*WHAT THE TASK REQUIRES:* What should you transcribe? Every line from the top of the records below through the line with "box: [0, 106, 624, 433]", exactly, and no pictures.

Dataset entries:
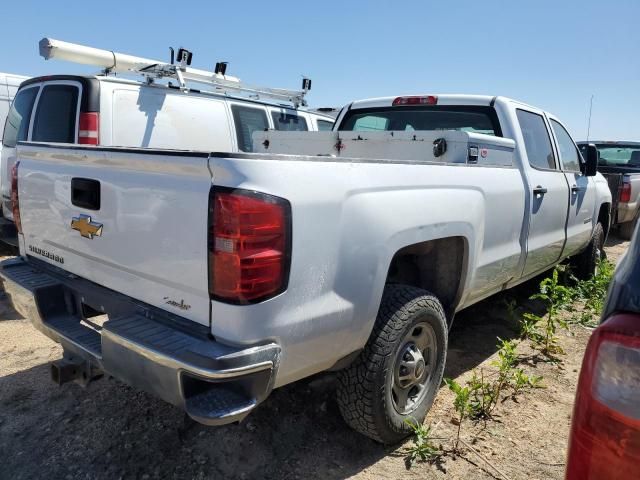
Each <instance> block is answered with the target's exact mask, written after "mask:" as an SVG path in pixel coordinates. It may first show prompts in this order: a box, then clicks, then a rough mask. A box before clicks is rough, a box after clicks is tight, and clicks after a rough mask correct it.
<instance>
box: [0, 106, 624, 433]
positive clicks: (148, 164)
mask: <svg viewBox="0 0 640 480" xmlns="http://www.w3.org/2000/svg"><path fill="white" fill-rule="evenodd" d="M336 125H337V128H335V129H334V131H332V132H315V133H308V134H305V135H306V136H305V137H304V139H305V141H304V142H300V141H298V142H297V147H296V148H298V149H301V150H305V151H306V153H304V152H303V153H296V152H292V153H291V154H282V153H230V152H217V153H216V152H214V153H211V152H198V151H176V150H162V149H139V148H119V147H113V146H83V145H71V144H69V145H61V144H47V143H36V142H22V143H18V146H17V150H16V155H17V163H16V166H15V167H14V168H13V169H12V176H11V180H12V189H11V195H12V206H13V213H14V218H15V220H16V226H17V229H18V231H19V234H18V238H19V244H20V252H21V256H20V257H17V258H15V259H10V260H7V261H4V262H3V263H2V265H1V272H0V275H1V277H2V280H3V283H4V288H5V290H6V292H7V294H8V295H9V297H10V298H11V300H12V302H13V305H14V306H15V308H16V309H17V310H18V311H19V312H20V313H22V314H23V315H24V316H28V317H29V318H31V319H32V321H33V323H34V325H35V326H36V328H37V329H39V330H40V331H41V332H43V333H44V334H45V335H47V336H49V337H50V338H52V339H54V340H55V341H56V342H59V343H60V344H61V345H62V346H63V348H64V356H63V358H62V359H60V360H58V361H55V362H53V364H52V366H51V374H52V378H53V379H54V380H56V381H57V382H59V383H63V382H67V381H72V380H73V381H77V382H80V383H86V382H88V381H90V380H91V379H93V378H96V377H98V376H100V375H101V374H108V375H111V376H113V377H116V378H118V379H120V380H122V381H124V382H127V383H129V384H130V385H133V386H135V387H137V388H140V389H143V390H146V391H148V392H151V393H153V394H155V395H157V396H159V397H161V398H163V399H164V400H166V401H167V402H170V403H172V404H174V405H176V406H178V407H180V408H182V409H184V410H185V411H186V412H187V414H188V415H189V416H190V417H191V418H193V419H195V420H196V421H198V422H201V423H203V424H207V425H220V424H228V423H232V422H237V421H240V420H242V419H243V418H244V417H245V416H246V415H247V414H249V412H251V411H252V410H253V409H254V408H255V407H256V406H257V405H258V404H259V403H260V402H261V401H263V400H264V399H265V398H266V397H267V396H268V395H269V393H270V392H271V391H272V390H273V389H275V388H278V387H281V386H283V385H285V384H289V383H291V382H295V381H297V380H300V379H303V378H305V377H309V376H311V375H314V374H317V373H319V372H324V371H331V370H333V371H337V379H338V380H337V402H338V405H339V408H340V410H341V412H342V414H343V416H344V418H345V420H346V422H347V423H348V424H349V425H350V426H351V427H353V428H355V429H356V430H357V431H359V432H361V433H363V434H364V435H367V436H369V437H371V438H372V439H375V440H377V441H380V442H384V443H392V442H395V441H398V440H399V439H401V438H403V437H404V436H406V435H407V434H408V433H409V430H408V427H407V424H406V423H405V420H406V419H409V418H412V419H415V420H416V421H422V420H423V419H424V417H425V415H426V413H427V411H428V409H429V408H430V406H431V404H432V402H433V399H434V396H435V394H436V392H437V390H438V388H439V386H440V384H441V381H442V375H443V371H444V366H445V360H446V356H447V342H448V332H449V327H450V325H451V323H452V321H453V318H454V315H455V313H456V312H458V311H460V310H462V309H464V308H466V307H468V306H470V305H472V304H474V303H476V302H478V301H480V300H482V299H484V298H487V297H489V296H490V295H493V294H495V293H497V292H500V291H503V290H505V289H508V288H510V287H513V286H514V285H517V284H519V283H521V282H523V281H525V280H527V279H530V278H532V277H534V276H536V275H538V274H540V273H542V272H544V271H546V270H547V269H549V268H551V267H553V266H554V265H556V264H557V263H559V262H561V261H563V260H565V259H570V261H571V262H572V263H573V265H574V266H575V268H576V272H577V273H578V274H579V275H584V276H586V275H589V274H590V273H592V272H593V271H594V269H595V268H596V264H597V262H598V260H599V258H600V257H601V255H602V253H601V252H602V246H603V242H604V239H605V237H606V235H607V232H608V229H609V215H610V205H611V194H610V192H609V189H608V186H607V183H606V181H605V180H604V178H603V177H602V176H601V175H599V174H597V173H596V166H597V165H596V163H597V152H596V151H595V148H588V149H587V155H586V158H583V157H582V156H581V154H580V152H579V150H578V148H577V146H576V144H575V143H574V142H573V140H572V139H571V137H570V136H569V134H568V133H567V131H566V129H565V128H564V127H563V126H562V124H561V123H560V121H559V120H558V119H557V118H555V117H554V116H553V115H551V114H548V113H546V112H544V111H542V110H540V109H538V108H535V107H531V106H528V105H525V104H523V103H519V102H516V101H514V100H510V99H507V98H503V97H488V96H462V95H441V96H433V95H430V96H424V97H398V98H381V99H374V100H366V101H359V102H353V103H351V104H350V105H348V106H347V107H345V108H344V109H343V110H342V111H341V113H340V114H339V116H338V118H337V123H336ZM261 134H262V133H260V134H258V133H254V135H253V138H254V145H255V142H256V137H260V135H261ZM267 134H269V135H275V133H273V132H267ZM297 135H299V133H298V134H297ZM283 138H284V137H283ZM296 138H297V137H296ZM327 138H329V139H330V140H331V142H330V143H329V146H328V147H327ZM258 140H261V143H260V144H261V145H262V146H263V148H264V149H268V148H269V142H268V141H266V140H267V139H265V138H258ZM276 140H277V139H276V138H274V142H273V147H274V148H275V147H276V146H278V145H280V147H282V146H283V145H284V144H285V143H286V142H284V140H282V141H276ZM305 145H306V147H305ZM327 148H329V149H330V151H326V150H327ZM314 152H315V153H314Z"/></svg>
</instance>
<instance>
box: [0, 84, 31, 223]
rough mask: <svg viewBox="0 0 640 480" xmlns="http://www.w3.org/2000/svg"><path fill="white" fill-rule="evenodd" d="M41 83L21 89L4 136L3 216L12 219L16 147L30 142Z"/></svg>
mask: <svg viewBox="0 0 640 480" xmlns="http://www.w3.org/2000/svg"><path fill="white" fill-rule="evenodd" d="M40 86H41V84H40V83H35V84H32V85H29V86H26V87H24V88H23V89H21V90H20V91H19V92H18V93H17V94H16V96H15V98H14V99H13V103H12V104H11V108H10V109H9V113H8V114H7V120H6V121H5V124H4V133H3V136H2V171H1V172H0V184H1V190H2V214H3V216H5V217H7V218H9V219H12V218H13V213H12V211H11V169H12V168H13V166H14V165H15V163H16V145H17V143H18V142H22V141H25V140H28V137H29V130H30V127H31V117H32V114H33V106H34V105H35V102H36V98H37V97H38V93H39V92H40Z"/></svg>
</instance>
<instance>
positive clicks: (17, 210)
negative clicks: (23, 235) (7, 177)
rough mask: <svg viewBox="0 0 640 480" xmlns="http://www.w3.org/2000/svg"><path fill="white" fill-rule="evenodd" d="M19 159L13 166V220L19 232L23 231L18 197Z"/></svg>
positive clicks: (11, 179)
mask: <svg viewBox="0 0 640 480" xmlns="http://www.w3.org/2000/svg"><path fill="white" fill-rule="evenodd" d="M19 165H20V161H17V162H16V163H15V164H14V165H13V167H12V168H11V208H12V211H13V221H14V223H15V224H16V230H18V233H22V222H21V221H20V201H19V198H18V166H19Z"/></svg>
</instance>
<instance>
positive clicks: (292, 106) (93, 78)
mask: <svg viewBox="0 0 640 480" xmlns="http://www.w3.org/2000/svg"><path fill="white" fill-rule="evenodd" d="M25 78H28V77H25ZM80 78H81V79H93V80H98V81H100V82H111V83H123V84H128V85H139V86H142V85H147V84H146V83H145V82H141V81H139V80H133V79H130V78H125V77H116V76H113V75H111V76H108V75H64V74H63V75H42V76H39V77H32V78H29V79H28V80H26V81H25V82H23V85H30V84H32V83H38V82H42V81H46V80H54V79H67V80H72V79H80ZM153 85H154V86H156V87H160V88H162V87H165V88H172V89H176V90H178V89H179V88H178V86H175V85H174V86H172V87H169V86H168V85H167V84H164V83H154V84H153ZM189 91H190V92H194V93H201V94H203V95H212V96H216V97H224V98H231V99H233V100H241V101H245V102H252V103H259V104H263V105H268V106H271V107H279V108H288V109H290V110H300V111H302V112H308V113H311V114H313V115H316V116H319V117H324V118H326V119H327V120H328V121H331V122H333V121H335V118H334V117H333V116H331V115H330V114H327V113H322V112H318V111H315V110H312V109H310V108H305V107H298V108H297V109H296V108H295V107H294V106H293V105H289V104H285V103H278V102H276V101H269V100H260V99H256V98H247V97H243V96H241V95H230V94H228V93H225V92H212V91H210V90H200V89H199V88H189Z"/></svg>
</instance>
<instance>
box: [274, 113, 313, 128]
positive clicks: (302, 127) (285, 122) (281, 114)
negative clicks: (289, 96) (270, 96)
mask: <svg viewBox="0 0 640 480" xmlns="http://www.w3.org/2000/svg"><path fill="white" fill-rule="evenodd" d="M271 117H272V118H273V126H274V127H275V129H276V130H284V131H288V132H306V131H307V130H309V128H308V127H307V121H306V120H305V119H304V117H301V116H299V115H293V114H290V113H284V112H271Z"/></svg>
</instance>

*ANSWER FOR THIS EXERCISE:*
Each <instance> block is answered with the target's exact mask, written after "mask:" as an SVG path in pixel coordinates. It may first show prompts in this order: a box, then clicks, then a rough mask. A box before clicks is rough, a box after clicks is tight, and clicks after a rough mask correct it.
<instance>
box: [0, 106, 624, 433]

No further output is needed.